For each entry below, please return its exact wording and leave out any picture.

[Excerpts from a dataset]
──────────────────────────────

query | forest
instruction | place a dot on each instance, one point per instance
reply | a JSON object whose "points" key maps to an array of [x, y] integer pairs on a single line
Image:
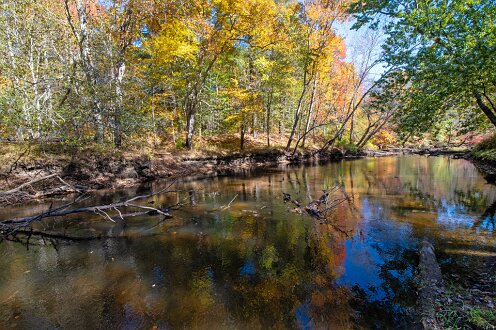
{"points": [[129, 73], [235, 164]]}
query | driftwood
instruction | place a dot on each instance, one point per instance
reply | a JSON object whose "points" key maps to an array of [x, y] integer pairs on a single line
{"points": [[10, 227], [320, 208]]}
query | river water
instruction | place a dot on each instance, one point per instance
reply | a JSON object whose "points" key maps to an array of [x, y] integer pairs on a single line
{"points": [[256, 262]]}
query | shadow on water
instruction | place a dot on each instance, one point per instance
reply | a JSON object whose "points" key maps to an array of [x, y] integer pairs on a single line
{"points": [[257, 263]]}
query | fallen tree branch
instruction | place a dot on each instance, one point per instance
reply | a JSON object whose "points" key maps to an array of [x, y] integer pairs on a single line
{"points": [[11, 226]]}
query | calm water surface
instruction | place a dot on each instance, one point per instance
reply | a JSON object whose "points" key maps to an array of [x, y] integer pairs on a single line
{"points": [[256, 264]]}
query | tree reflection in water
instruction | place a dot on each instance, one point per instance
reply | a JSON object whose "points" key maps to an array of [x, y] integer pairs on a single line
{"points": [[256, 264]]}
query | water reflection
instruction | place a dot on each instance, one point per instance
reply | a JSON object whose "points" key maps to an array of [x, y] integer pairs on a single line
{"points": [[255, 264]]}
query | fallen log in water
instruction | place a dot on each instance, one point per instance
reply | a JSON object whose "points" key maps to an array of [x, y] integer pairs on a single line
{"points": [[431, 287], [320, 208], [10, 227]]}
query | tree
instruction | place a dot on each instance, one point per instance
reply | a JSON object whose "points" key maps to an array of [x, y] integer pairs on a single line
{"points": [[447, 49]]}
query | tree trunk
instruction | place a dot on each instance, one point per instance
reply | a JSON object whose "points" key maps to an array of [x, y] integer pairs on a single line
{"points": [[298, 110], [190, 124], [310, 112], [88, 67], [121, 69], [487, 111], [242, 136]]}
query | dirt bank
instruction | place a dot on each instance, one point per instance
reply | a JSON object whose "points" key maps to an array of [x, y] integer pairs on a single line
{"points": [[90, 170]]}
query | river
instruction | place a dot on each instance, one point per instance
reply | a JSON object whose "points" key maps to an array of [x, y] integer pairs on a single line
{"points": [[256, 262]]}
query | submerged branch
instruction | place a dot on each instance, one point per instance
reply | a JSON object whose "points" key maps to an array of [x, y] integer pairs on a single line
{"points": [[12, 226]]}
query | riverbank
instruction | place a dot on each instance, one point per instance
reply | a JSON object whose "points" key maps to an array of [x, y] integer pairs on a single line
{"points": [[47, 172]]}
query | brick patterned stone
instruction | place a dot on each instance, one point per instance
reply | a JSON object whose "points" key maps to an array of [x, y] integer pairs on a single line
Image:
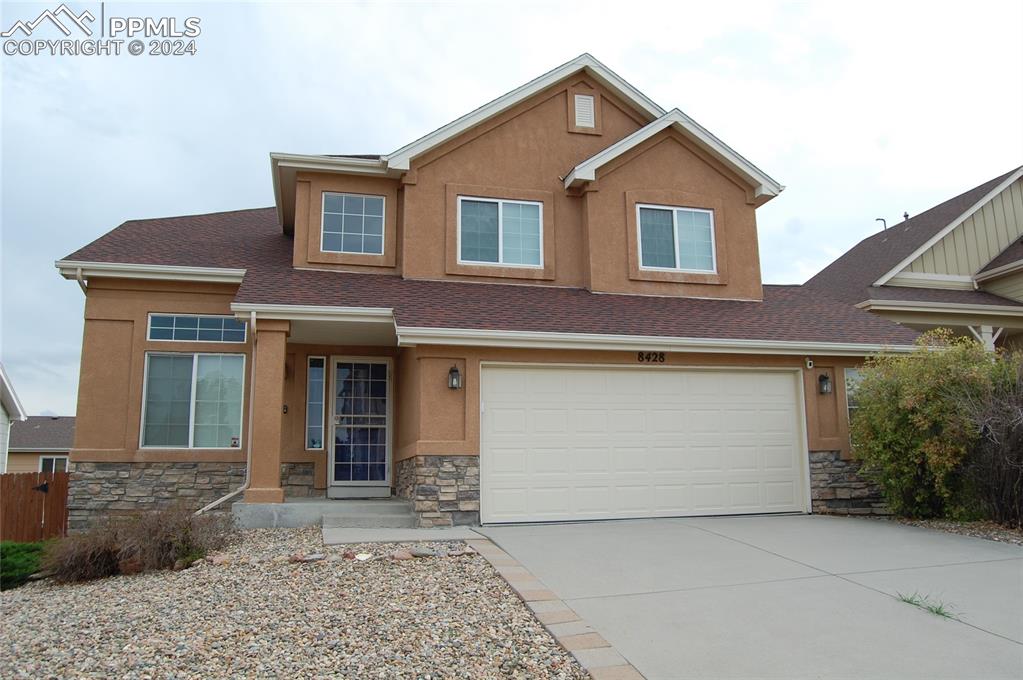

──────────────────────────────

ANSWER:
query | forest
instruction | place a dot on each instance, one point per instance
reply | a JSON object whose "points" key maps to an array of [x, y] integer pairs on a single line
Image:
{"points": [[129, 73], [235, 164]]}
query | driftwood
instruction | place a dot on each instance, one point per instance
reply | a JSON object whose "points" key maps to an array of [x, y] integer pairs on a single line
{"points": [[10, 227], [320, 208]]}
query | river water
instruction | place a dot on each instance, one point per instance
reply | a JSON object whose "points" key maps to an array of [x, y] integer pairs on a single line
{"points": [[256, 262]]}
query | shadow on water
instruction | place a dot on each instance, one point per instance
reply | a JSON object whose "points" key maps to an array of [x, y] integer pairs on a single line
{"points": [[257, 263]]}
query | fallen tree branch
instruction | place a dot on each instance, one point per instance
reply | a JSON object whose "points" key maps to an array of [x, y] integer pairs on a single line
{"points": [[11, 226]]}
query | calm water surface
instruction | place a dot on each instance, one point per instance
reply | a JSON object whose "points" key maps to an array of [x, y] integer pairs on a single line
{"points": [[256, 264]]}
query | tree reflection in water
instruction | place a dot on each instance, one point per instance
reply | a JSON object whose "points" key maps to an array of [x, y] integer pairs on a single line
{"points": [[256, 264]]}
query | water reflection
instruction | place a dot on each instance, one point per instance
reply | a JSON object whose "points" key maps to an array of [x, y] integer pairs on a single line
{"points": [[255, 264]]}
query | fallen log in water
instruction | place a dot on each instance, one point per instance
reply | a JSON object whose "points" key maps to an array of [x, y] integer pairs on a single line
{"points": [[431, 287], [320, 208], [10, 227]]}
query | tree
instruction | place a dot on each instance, one point per instance
reply | a JSON object whose "points" key maps to an array of [x, y] integer pairs on a single line
{"points": [[447, 49]]}
query | tree trunk
instruction | place a dot on each instance, one point per instance
reply | a JSON object whose "points" key maps to an array of [x, y] integer pairs on a single line
{"points": [[298, 110], [190, 124], [310, 112], [88, 67], [121, 69], [487, 111], [242, 136]]}
query | dirt bank
instruction | place a dot on each instance, one point per instance
reply | a JSON object whose "points" key maps to an array of [x, y] integer pairs on a single line
{"points": [[90, 170]]}
query | river
instruction | place a dot on each instance, one point per instance
reply | a JSON object whose "points" key maps to an array of [x, y] integer pairs on a single line
{"points": [[256, 262]]}
query | submerged branch
instruction | place a dot on each instance, one point per instance
reply | a JSON object whose "points" key maps to an array of [x, y] integer pairs on a single line
{"points": [[12, 226]]}
query | riverbank
instruction | place a dot on each instance, one point per instance
reply | a JSON object whose "points" key maps to an array of [x, y] integer pairs on a single line
{"points": [[47, 172]]}
query | brick patterned stone
instruction | place a dot on each instance, one point per instance
reply | a JSON object whose "points" key maps to an array of [x, y] integer pairs on a single line
Image:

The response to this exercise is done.